▶ [Document segment]:
What Is Geothermal Power As A Source Of Energy?
Geothermal energy is thermal energy generated and stored in the Earth. The word “geothermal” comes from the Greek words geo (earth) and therme (heat). Geothermal energy is a renewable energy source that utilizes the heat within the earth for electricity production and direct heating applications.
Humans have been using geothermal energy for thousands of years, from hot springs for bathing to district heating systems in ancient Rome. But large-scale electricity production from geothermal energy is a relatively recent development, with the first geothermal power plant opening at Larderello, Italy in 1904.
As of 2021, geothermal energy provided about 0.3% of global electricity production. The installed global geothermal power capacity was about 16 GW, with the United States, Indonesia, Turkey, and New Zealand as the leading producers. Geothermal energy is also used extensively for heating buildings, greenhouses, fish farms and other applications. The direct use of geothermal heat more than doubles geothermal’s overall global energy contribution.
How Geothermal Power Plants Work
Geothermal power plants harness geothermal energy from underground reservoirs to generate electricity. There are three main types of geothermal power plants:
Flash Power Plants
Flash power plants are the most common, making up about 65% of global geothermal capacity1. They use water at temperatures above 360°F (182°C) that is trapped in fractured or porous rocks. The hot water turns to steam as pressure drops when brought to the surface. The steam spins a turbine which activates a generator to produce electricity.
Dry Steam Power Plants
Dry steam power plants use steam from underground steam reservoirs to directly spin turbines. This type only works in rare locations where naturally occurring steam is available. The first geothermal power plant established at Larderello in Italy in 1904 was a dry steam plant1.
Binary Cycle Power Plants
Binary cycle power plants are often used for water between 225-360°F (107-182°C). They use hot water to heat a separate fluid with a lower boiling point in a closed loop system. This causes the secondary fluid to vaporize which spins the turbine. The water and its heat is then returned to the reservoir.

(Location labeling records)

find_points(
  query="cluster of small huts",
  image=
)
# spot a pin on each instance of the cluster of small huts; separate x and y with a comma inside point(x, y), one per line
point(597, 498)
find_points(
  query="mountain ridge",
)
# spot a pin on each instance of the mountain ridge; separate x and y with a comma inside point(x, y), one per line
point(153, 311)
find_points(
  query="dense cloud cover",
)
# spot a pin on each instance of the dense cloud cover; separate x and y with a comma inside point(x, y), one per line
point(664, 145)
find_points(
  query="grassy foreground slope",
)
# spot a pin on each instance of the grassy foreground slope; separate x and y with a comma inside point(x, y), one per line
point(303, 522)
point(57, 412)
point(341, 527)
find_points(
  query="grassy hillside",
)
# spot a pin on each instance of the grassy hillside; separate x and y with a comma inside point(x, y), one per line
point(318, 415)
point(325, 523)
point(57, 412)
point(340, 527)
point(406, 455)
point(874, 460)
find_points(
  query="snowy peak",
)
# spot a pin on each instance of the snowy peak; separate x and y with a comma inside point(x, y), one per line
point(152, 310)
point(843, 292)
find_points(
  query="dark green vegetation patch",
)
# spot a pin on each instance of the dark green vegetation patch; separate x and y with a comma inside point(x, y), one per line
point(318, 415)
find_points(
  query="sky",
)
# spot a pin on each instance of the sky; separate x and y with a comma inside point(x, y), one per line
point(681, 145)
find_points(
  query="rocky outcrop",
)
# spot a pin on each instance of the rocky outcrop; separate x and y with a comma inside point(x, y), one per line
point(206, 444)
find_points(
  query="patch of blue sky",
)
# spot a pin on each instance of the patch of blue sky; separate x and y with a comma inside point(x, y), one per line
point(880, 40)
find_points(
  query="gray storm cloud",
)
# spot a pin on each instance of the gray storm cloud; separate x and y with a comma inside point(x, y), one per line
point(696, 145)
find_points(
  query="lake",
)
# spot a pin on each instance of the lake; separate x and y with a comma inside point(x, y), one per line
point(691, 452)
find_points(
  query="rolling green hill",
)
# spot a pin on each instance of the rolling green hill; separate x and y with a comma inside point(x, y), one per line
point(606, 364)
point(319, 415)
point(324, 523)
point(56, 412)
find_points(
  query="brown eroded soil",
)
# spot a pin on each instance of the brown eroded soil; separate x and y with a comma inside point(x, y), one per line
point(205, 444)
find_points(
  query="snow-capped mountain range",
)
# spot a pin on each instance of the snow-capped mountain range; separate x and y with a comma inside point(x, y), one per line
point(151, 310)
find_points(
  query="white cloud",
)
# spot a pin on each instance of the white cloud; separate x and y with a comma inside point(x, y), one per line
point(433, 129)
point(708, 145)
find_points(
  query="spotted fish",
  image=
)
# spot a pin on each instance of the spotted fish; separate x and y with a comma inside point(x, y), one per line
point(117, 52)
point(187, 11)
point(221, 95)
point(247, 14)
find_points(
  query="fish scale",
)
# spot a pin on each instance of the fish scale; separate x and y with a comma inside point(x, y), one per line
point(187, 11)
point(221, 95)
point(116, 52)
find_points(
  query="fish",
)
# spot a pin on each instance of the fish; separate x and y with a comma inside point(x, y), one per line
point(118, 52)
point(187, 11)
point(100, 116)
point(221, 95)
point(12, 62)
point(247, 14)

▶ [Given problem A]:
Copy the stretch of the geothermal article from "Geothermal energy is thermal" through "direct heating applications." word for word.
▶ [Given problem B]:
Decide whether each statement below agrees with the geothermal article, answering yes or no and quoting the words of the article that settle it.
(i) The first geothermal power plant opened at Larderello, Italy in 1904.
(ii) In binary cycle power plants, the water is released at the surface after use.
(iii) As of 2021, geothermal energy provided about 3% of global electricity production.
▶ [Given problem C]:
Answer these questions from the geothermal article.
(i) From which language do the words that form "geothermal" come?
(ii) Which countries are named as the leading producers of geothermal power?
(iii) Flash power plants use water above what temperature?

▶ [Written solution A]:
Geothermal energy is thermal energy generated and stored in the Earth. The word “geothermal” comes from the Greek words geo (earth) and therme (heat). Geothermal energy is a renewable energy source that utilizes the heat within the earth for electricity production and direct heating applications.

▶ [Written solution B]:
(i) Yes: "with the first geothermal power plant opening at Larderello, Italy in 1904"
(ii) No: "The water and its heat is then returned to the reservoir."
(iii) No: "As of 2021, geothermal energy provided about 0.3% of global electricity production."

▶ [Written solution C]:
(i) Greek
(ii) The United States, Indonesia, Turkey, and New Zealand
(iii) 360°F (182°C)